[Task material — start]

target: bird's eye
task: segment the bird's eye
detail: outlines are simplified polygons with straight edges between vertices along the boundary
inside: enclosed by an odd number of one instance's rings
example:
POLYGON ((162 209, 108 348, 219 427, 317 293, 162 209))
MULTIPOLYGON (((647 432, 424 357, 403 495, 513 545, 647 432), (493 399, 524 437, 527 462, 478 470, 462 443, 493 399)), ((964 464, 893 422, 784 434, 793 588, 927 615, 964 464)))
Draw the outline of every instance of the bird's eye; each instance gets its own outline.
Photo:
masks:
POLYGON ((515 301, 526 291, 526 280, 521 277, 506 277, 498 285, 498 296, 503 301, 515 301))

[Task material — finish]
[Task material — start]

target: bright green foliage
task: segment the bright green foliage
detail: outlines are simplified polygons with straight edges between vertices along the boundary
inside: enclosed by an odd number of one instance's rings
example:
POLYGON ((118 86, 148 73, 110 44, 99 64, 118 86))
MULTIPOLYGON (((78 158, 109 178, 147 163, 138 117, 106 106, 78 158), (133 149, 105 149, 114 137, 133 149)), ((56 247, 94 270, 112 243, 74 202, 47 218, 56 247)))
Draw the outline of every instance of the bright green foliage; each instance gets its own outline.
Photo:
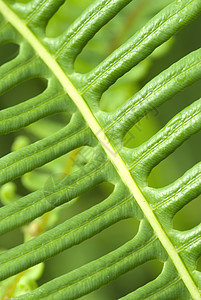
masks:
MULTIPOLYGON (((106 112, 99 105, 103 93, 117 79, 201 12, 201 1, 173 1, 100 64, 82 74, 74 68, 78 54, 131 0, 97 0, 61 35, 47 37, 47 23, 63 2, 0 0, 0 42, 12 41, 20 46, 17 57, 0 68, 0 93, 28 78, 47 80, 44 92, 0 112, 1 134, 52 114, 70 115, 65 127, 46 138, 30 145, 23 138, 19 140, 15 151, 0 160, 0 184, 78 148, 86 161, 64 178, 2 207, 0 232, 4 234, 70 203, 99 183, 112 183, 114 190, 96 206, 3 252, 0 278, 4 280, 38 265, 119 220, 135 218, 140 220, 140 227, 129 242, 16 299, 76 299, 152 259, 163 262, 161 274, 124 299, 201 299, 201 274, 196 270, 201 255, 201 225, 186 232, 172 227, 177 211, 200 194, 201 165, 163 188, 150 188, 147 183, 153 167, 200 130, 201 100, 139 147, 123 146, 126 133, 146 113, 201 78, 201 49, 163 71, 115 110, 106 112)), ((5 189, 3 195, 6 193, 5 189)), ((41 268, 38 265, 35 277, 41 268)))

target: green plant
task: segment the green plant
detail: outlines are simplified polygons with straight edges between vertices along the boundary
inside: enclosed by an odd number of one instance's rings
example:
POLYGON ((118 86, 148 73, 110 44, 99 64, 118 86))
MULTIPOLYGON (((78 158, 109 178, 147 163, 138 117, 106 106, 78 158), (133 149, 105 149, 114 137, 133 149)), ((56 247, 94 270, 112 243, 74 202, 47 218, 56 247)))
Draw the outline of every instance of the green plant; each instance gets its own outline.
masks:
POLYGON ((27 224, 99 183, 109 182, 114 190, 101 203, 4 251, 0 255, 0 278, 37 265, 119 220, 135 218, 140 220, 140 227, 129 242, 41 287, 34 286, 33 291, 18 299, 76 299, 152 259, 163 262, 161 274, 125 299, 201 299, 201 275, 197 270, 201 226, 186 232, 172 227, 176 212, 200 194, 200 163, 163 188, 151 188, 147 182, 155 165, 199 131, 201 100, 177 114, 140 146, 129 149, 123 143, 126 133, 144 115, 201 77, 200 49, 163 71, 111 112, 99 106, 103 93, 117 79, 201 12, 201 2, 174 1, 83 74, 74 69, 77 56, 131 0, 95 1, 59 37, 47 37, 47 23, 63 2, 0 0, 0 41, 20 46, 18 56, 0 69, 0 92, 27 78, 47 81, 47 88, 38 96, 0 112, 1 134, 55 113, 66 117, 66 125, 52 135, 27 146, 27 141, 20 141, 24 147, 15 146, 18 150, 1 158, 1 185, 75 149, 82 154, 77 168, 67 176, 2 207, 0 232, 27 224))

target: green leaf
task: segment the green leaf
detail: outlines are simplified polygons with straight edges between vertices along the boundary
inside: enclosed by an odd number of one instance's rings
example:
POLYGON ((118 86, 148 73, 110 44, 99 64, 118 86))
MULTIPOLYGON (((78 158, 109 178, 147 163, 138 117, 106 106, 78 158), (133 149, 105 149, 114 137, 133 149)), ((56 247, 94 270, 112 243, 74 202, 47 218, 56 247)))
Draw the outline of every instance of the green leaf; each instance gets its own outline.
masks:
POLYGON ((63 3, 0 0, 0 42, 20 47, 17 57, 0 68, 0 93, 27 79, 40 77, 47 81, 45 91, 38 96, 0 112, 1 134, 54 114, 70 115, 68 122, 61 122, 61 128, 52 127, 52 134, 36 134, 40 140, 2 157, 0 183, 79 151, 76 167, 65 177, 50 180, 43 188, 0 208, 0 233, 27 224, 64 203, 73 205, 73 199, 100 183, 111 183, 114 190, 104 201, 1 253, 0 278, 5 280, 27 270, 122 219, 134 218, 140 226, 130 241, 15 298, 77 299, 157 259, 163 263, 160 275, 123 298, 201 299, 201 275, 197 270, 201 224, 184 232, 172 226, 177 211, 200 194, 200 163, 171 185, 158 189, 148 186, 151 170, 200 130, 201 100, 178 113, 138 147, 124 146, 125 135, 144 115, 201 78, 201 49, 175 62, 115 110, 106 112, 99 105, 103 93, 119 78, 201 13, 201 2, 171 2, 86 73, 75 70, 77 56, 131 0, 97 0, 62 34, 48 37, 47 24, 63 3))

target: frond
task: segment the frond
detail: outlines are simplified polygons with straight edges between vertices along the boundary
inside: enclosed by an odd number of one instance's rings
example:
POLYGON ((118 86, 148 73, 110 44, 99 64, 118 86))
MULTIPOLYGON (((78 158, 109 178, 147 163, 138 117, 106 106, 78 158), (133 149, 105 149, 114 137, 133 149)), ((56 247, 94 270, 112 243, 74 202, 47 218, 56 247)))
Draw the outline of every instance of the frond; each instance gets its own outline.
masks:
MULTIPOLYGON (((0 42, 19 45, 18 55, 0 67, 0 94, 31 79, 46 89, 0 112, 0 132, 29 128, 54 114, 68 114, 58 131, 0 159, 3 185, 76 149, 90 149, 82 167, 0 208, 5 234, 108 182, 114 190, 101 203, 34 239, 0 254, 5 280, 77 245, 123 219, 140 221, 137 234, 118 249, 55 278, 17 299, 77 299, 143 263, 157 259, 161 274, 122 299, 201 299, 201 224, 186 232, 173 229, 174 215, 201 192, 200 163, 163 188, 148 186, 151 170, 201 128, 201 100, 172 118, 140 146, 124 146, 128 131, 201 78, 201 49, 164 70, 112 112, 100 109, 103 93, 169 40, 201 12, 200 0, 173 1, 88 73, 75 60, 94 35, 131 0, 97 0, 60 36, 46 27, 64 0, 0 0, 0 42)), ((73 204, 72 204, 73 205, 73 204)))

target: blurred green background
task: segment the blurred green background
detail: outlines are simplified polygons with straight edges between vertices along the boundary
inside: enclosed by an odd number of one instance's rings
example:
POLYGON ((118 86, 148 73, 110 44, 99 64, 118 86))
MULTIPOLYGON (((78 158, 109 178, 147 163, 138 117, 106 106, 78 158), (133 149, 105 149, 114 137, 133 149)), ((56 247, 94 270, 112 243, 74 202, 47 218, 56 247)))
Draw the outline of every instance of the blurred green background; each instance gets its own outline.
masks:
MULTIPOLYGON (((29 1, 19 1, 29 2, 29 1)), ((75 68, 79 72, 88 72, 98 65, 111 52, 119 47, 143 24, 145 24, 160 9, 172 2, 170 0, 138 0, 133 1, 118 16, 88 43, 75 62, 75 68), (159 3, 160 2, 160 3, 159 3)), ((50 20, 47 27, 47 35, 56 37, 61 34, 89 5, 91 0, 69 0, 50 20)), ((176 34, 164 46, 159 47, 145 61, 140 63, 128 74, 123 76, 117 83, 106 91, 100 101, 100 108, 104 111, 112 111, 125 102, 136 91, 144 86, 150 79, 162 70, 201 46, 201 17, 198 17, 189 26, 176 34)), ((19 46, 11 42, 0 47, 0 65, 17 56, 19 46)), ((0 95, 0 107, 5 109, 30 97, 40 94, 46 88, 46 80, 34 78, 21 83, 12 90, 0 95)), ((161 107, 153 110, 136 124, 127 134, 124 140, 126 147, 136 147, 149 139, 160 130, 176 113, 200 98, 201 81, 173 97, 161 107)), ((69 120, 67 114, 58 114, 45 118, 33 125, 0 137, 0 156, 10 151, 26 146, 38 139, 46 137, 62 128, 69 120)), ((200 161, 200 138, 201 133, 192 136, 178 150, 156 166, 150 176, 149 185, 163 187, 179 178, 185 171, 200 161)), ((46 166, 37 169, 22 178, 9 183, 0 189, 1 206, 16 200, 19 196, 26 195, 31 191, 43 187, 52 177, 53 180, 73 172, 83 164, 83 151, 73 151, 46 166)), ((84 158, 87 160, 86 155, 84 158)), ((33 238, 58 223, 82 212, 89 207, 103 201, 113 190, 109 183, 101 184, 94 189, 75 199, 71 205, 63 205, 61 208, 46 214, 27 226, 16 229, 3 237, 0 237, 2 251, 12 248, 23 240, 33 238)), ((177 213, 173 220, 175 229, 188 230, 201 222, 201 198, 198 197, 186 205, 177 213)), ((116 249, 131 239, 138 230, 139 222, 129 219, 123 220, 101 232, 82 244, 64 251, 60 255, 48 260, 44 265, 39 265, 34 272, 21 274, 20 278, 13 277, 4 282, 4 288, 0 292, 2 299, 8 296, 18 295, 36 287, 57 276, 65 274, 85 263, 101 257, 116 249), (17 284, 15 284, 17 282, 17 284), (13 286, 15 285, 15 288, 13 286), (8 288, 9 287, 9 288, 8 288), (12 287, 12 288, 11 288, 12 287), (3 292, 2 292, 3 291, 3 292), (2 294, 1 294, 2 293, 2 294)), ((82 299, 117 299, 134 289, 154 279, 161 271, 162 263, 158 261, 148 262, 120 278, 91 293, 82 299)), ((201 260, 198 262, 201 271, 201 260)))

[Task material — finish]

--- Task details ---
Search the data for the word "Draw" and report how many lines include it, with the number alone.

--- Output for this task ---
6